SELECTED EXTRACT: Begin
The wheeled terminal has also required the establishment of neutral chassis pools in order to avoid the operational complexity of matching specific chassis to specific boxes, which would require the storage of multiple chassis fleets on-terminal. These neutral chassis pools offer theoretical advantages in terms of utilization, but in practice it has proved difficult to properly match their capacity with the need on an ongoing basis. An intrinsic problem is that the chassis pool operator is not incentivized to provide the surge capacity needed to avoid shortages.
Further, wheeled operations are space intensive, a mounting consideration as volumes rise but available land in urban locations is not available.
Wheeled terminals have been the conduit whereby inland chassis shortages have been allowed to creep back up the supply chain toward origin. The railroads have prudently acted to conserve their scarce chassis supply to keep the trains moving. But the cost has been stacks of containers awaiting delivery with no chassis. Despite the railroads’ best efforts, clogged terminals have slowed operations, affecting intermodal car velocity.
Problem unique to US
This is a problem that exists nowhere else on the globe, because elsewhere the standard approach is to ground and stack the containers in the terminal, with the trucker bringing the wheels. This better aligns these two key capacity limiters. The truckers control their chassis destiny. They have a direct pipeline to shipper and can provide pressure to better turn the equipment. All of the friction regarding locating a chassis, verifying its condition, the trouble ticket, et al. is eliminated.
For this to work, the terminal needs to have an effective low-friction operation for mounting the container on the trucker’s chassis quickly and easily. This is obviously easier said than done, particularly when one is trying to adapt a terminal that was designed to work in a completely different manner. In addition to the investment requirements, there is no guarantee that a grounded operation can be implemented in a formerly wheeled terminal without increasing ongoing lift costs. It may well require more equipment and personnel. But this is a tradeoff that the railroad should be willing to make, because if properly executed, grounded operations would result in a dramatic improvement in service quality (i.e. consistency) and take costs out of the system in other categories.
A second necessary change is the end, once and for all, of box rules. The ocean carriers have been a big contributor to the current crisis because of their unrelenting focus on their line-haul operations with the hidden assumption that once the container was unloaded off the vessel the subsequent operations were “someone else’s problem” — be it the port, the railroad, or the port cartage trucker. At the very least, the ocean carriers should not be adding to the already considerable friction in the system by dictating the chassis provider for merchant haulage moves.
There are many other changes that need to be made, but these two are, to me, the most urgent and in some respects, the most achievable. The railroads can unliterally make the changes in their terminals. The ocean carriers may be reluctant to change their profitable chassis practices, but the miserable performance in 2021 plus the potential heavy hand of regulation in the form of the Federal Maritime Commission may sharpen their focus. They would be well advised to stop fighting the change and start shaping it.
A crisis is a terrible thing to waste. The current difficulties have already levied a high cost on all participants. If we don’t learn from it and make changes, now THAT would be a tragedy.
SELECTED EXTRACT: End
(WORK INSTRUCTIONS): Revise the stretch from "Further, wheeled operations" through "intermodal car velocity." in the passage on wheeled rail terminals, replacing "clogged terminals" with "congested terminals".
EXTRACTED MATERIAL: Begin
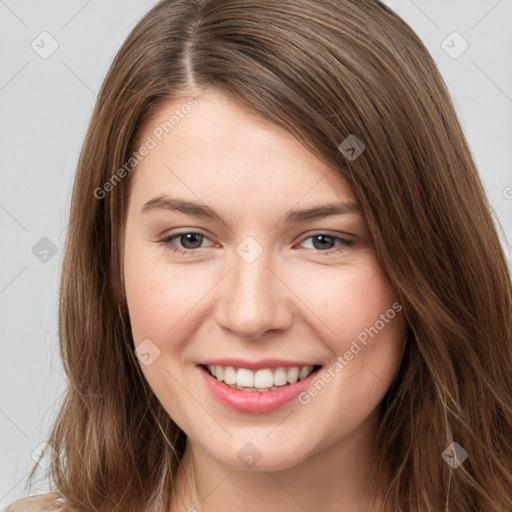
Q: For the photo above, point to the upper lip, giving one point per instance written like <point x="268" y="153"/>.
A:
<point x="256" y="365"/>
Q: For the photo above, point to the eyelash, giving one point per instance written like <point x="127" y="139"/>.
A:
<point x="167" y="241"/>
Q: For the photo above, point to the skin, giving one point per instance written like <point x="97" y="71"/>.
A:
<point x="297" y="301"/>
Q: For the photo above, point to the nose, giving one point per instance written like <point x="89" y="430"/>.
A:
<point x="254" y="299"/>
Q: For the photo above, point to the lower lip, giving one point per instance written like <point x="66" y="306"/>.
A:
<point x="255" y="402"/>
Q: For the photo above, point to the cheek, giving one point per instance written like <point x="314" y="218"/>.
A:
<point x="158" y="297"/>
<point x="350" y="302"/>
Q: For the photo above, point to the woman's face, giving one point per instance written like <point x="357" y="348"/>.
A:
<point x="247" y="257"/>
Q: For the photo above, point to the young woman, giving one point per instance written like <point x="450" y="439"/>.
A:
<point x="283" y="288"/>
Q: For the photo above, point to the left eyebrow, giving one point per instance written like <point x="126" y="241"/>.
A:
<point x="319" y="212"/>
<point x="292" y="216"/>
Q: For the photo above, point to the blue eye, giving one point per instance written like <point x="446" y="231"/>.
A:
<point x="189" y="241"/>
<point x="323" y="242"/>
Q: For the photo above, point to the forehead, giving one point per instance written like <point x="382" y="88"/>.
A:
<point x="217" y="146"/>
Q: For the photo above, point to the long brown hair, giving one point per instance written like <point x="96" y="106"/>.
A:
<point x="323" y="70"/>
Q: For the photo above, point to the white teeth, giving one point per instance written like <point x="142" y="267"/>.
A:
<point x="292" y="375"/>
<point x="229" y="375"/>
<point x="304" y="372"/>
<point x="266" y="379"/>
<point x="280" y="376"/>
<point x="263" y="379"/>
<point x="245" y="377"/>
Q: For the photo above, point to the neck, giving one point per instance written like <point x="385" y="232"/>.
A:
<point x="338" y="477"/>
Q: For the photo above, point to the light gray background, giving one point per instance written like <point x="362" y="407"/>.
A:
<point x="45" y="108"/>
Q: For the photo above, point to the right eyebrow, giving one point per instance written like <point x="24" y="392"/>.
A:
<point x="292" y="216"/>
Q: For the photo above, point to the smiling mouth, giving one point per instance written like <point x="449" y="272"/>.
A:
<point x="263" y="380"/>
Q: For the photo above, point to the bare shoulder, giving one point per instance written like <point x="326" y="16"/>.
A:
<point x="51" y="502"/>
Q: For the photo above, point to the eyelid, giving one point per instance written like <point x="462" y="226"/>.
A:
<point x="345" y="242"/>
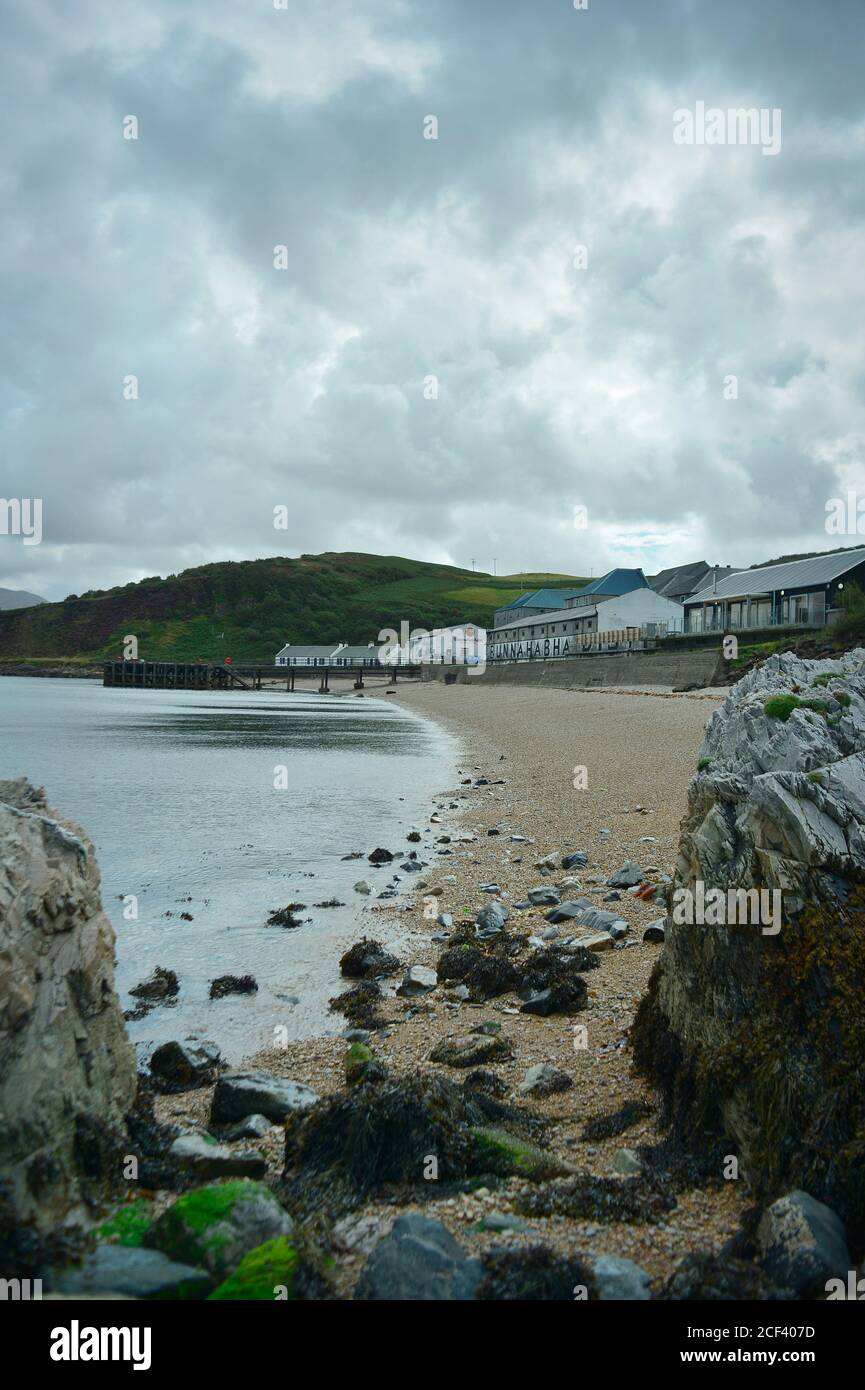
EXTRACTED MATERIAL: End
(PROBLEM SOLUTION):
Further, wheeled operations are space intensive, a mounting consideration as volumes rise but available land in urban locations is not available.
Wheeled terminals have been the conduit whereby inland chassis shortages have been allowed to creep back up the supply chain toward origin. The railroads have prudently acted to conserve their scarce chassis supply to keep the trains moving. But the cost has been stacks of containers awaiting delivery with no chassis. Despite the railroads’ best efforts, congested terminals have slowed operations, affecting intermodal car velocity.